▼▼▼

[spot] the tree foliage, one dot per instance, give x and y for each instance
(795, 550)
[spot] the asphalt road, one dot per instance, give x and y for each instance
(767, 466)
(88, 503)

▲▲▲

## EXERCISE TASK
Please retype all of the data above, keeping every line unchanged.

## THE REPLY
[spot] the tree foliage, one dot per instance, give x and y for each instance
(795, 550)
[spot] the asphalt road, one dot per instance, give x and y for each instance
(767, 466)
(88, 503)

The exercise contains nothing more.